-- START Provided passage --

At the 2025 Bitcoin Conference in Las Vegas, we sat down with Andrew Gordon, one of the most respected names in crypto taxation and policy. Gordon is not only a leading crypto tax attorney and CPA, but also the founder of the Main Street Crypto PAC, an organization dedicated to promoting pro-innovation legislation and defending the rights of everyday crypto investors and builders. His work bridges the often-confusing gap between tax compliance and the rapidly evolving world of digital assets. Andrew helps both individuals and businesses navigate everything from staking income and airdrops to DeFi gains and NFT reporting.

Over the past year, Gordon has become a familiar face in Washington, working alongside lawmakers such as Senators Cynthia Lummis and Marsha Blackburn to push for clear, fair, and innovation-friendly tax frameworks for crypto. With the IRS increasingly active in auditing crypto users and new reporting rules taking effect, his insights couldn’t be more timely.

-- END Provided passage --

* [What to work on]
1/ In the Andrew Gordon passage, what organization did Gordon found?
2/ Reproduce everything in the Andrew Gordon passage from "At the 2025" down to "and NFT reporting.".
The entries have no connection to the Andrew Gordon passage.

-- START Data --

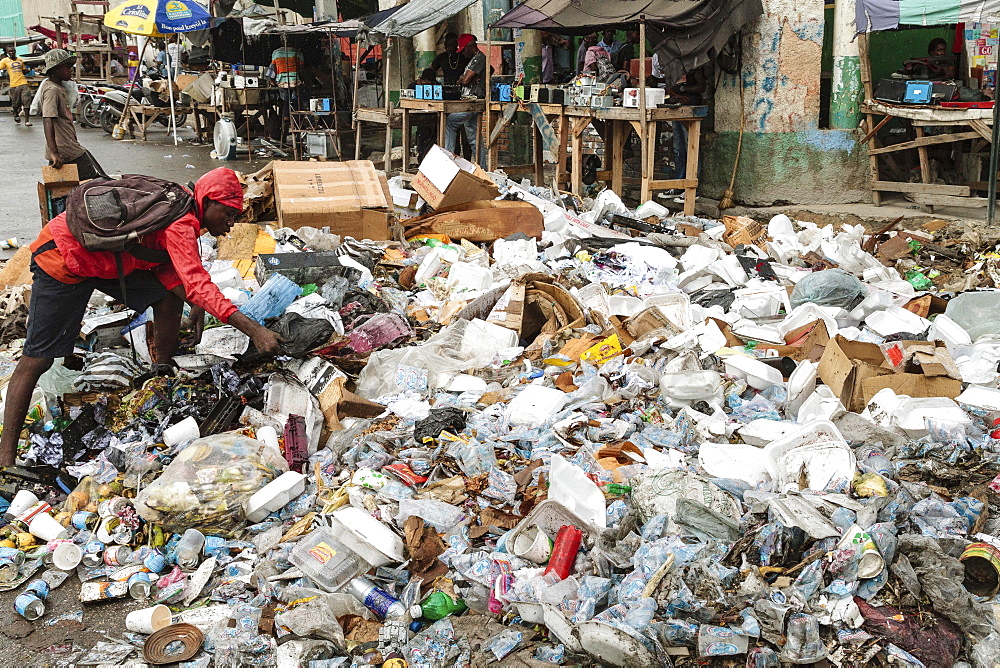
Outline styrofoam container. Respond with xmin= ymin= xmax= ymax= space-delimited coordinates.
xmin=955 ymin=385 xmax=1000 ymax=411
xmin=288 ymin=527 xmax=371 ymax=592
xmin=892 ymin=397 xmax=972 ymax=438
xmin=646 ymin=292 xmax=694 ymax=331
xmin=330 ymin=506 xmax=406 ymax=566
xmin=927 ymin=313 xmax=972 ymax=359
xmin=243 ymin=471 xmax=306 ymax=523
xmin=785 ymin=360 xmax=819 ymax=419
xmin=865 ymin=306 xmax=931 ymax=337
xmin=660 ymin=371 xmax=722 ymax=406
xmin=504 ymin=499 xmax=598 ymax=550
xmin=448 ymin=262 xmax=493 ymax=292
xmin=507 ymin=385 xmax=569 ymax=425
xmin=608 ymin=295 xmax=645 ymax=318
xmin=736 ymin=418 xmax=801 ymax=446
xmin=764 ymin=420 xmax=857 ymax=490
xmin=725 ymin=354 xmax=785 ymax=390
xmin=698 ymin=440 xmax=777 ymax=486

-- END Data --

* [The responses]
1/ The Main Street Crypto PAC.

2/
At the 2025 Bitcoin Conference in Las Vegas, we sat down with Andrew Gordon, one of the most respected names in crypto taxation and policy. Gordon is not only a leading crypto tax attorney and CPA, but also the founder of the Main Street Crypto PAC, an organization dedicated to promoting pro-innovation legislation and defending the rights of everyday crypto investors and builders. His work bridges the often-confusing gap between tax compliance and the rapidly evolving world of digital assets. Andrew helps both individuals and businesses navigate everything from staking income and airdrops to DeFi gains and NFT reporting.